- Exercise prompt -
Count the lines in the records that contain the string "brick", treating case as significant. Reply with the number only.

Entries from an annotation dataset

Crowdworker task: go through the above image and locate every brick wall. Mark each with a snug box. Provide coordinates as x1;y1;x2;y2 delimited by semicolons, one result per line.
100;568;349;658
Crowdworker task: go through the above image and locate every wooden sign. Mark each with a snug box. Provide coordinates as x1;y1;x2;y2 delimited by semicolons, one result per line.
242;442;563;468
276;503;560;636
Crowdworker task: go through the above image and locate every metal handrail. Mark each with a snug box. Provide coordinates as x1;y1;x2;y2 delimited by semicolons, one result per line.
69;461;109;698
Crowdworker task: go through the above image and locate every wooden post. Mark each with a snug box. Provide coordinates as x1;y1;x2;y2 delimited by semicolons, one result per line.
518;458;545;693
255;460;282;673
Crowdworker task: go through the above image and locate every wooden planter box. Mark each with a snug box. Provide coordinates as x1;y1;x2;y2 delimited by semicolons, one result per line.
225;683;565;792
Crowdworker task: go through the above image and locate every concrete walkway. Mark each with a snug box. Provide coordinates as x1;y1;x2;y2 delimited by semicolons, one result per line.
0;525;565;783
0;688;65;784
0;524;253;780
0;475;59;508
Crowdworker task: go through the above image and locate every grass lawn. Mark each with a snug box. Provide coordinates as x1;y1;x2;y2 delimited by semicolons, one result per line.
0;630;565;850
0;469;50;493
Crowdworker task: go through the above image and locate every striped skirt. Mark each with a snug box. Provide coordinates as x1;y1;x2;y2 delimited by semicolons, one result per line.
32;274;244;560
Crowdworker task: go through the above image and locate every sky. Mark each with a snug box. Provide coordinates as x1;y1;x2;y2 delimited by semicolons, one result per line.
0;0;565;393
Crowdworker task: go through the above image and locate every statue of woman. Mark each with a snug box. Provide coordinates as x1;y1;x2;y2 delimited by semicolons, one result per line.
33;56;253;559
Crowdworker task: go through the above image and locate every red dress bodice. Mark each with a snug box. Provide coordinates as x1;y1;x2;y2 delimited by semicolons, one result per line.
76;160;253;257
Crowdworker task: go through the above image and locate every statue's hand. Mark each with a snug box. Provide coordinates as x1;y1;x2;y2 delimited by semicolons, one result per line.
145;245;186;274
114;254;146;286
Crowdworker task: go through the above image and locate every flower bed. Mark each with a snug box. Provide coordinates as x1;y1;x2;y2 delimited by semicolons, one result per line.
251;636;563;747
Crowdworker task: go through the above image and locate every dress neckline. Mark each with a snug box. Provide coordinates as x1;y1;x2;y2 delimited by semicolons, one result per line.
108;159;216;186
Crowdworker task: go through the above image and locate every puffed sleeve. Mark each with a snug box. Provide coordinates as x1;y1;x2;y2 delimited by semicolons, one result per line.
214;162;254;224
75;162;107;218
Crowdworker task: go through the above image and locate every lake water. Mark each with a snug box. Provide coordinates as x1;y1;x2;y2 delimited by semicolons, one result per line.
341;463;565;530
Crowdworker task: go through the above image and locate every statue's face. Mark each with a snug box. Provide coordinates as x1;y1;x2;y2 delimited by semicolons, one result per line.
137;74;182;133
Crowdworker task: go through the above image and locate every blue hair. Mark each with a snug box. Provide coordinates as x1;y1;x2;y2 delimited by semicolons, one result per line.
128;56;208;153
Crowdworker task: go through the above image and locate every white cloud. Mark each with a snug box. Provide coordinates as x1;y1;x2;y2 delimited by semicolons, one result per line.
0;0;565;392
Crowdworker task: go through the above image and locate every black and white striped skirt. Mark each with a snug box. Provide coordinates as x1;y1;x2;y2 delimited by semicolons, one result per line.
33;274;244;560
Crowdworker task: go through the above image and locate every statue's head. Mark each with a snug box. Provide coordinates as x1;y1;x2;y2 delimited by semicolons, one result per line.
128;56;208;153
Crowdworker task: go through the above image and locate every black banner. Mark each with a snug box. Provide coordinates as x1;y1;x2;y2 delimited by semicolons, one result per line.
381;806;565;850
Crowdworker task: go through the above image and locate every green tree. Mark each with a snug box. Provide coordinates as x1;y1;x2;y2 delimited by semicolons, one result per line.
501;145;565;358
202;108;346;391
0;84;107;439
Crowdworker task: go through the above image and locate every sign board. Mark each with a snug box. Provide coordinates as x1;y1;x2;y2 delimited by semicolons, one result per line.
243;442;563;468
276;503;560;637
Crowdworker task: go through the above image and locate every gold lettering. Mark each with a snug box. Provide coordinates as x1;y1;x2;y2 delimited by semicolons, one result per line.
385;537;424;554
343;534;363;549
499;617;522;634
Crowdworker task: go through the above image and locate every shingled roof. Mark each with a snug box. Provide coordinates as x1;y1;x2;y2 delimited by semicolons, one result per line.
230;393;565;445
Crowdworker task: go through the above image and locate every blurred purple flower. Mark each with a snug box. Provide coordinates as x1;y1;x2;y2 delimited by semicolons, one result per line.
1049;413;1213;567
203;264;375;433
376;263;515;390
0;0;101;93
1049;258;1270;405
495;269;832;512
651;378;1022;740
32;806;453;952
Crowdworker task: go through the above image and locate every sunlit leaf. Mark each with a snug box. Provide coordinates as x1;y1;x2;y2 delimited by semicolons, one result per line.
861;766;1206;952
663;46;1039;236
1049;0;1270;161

- Result -
1